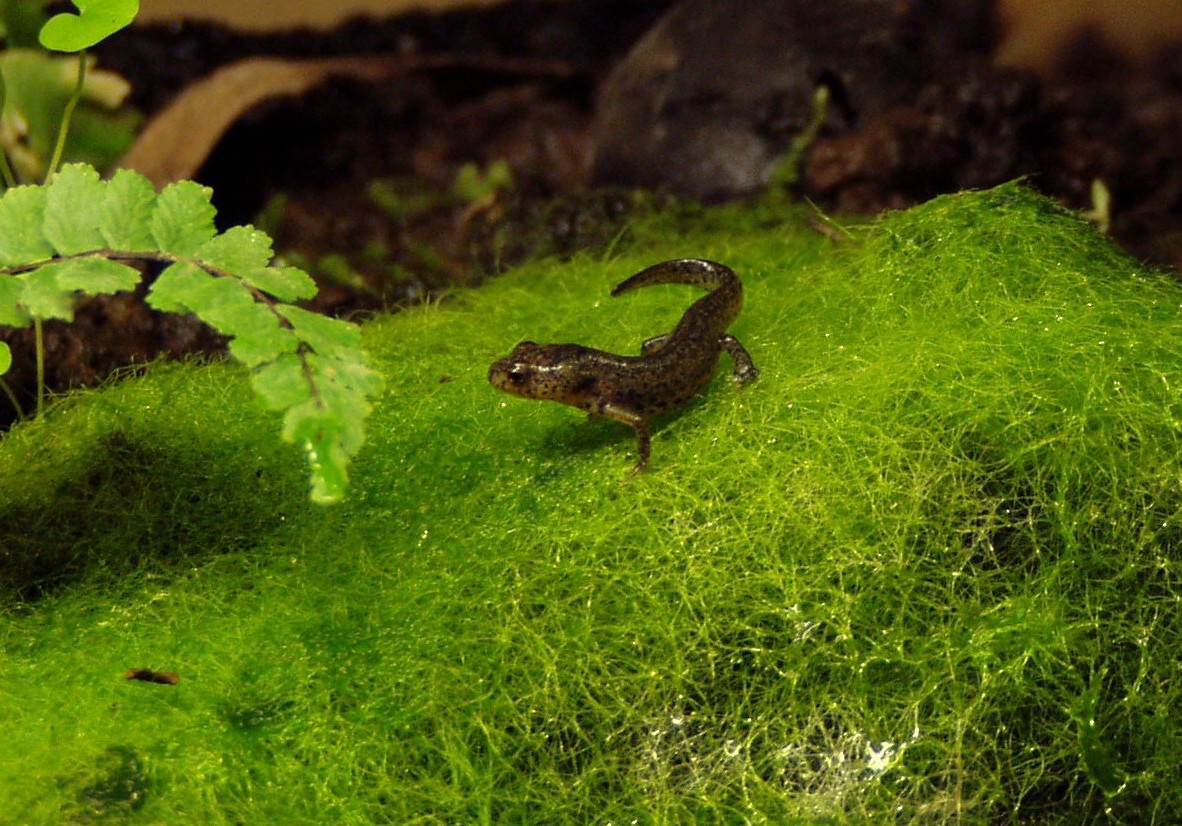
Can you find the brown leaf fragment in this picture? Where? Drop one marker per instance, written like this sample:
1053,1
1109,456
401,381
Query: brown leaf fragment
149,676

| Aim |
Rewrite every line of the entries without the pictures, shifting each coordinate in the answers by adding 131 to it.

| The result |
Can you find the brown leaf fragment in this picture? Where? Drop one marker per instance, written like this sample:
1053,1
1109,456
401,381
Query: brown leaf fragment
280,807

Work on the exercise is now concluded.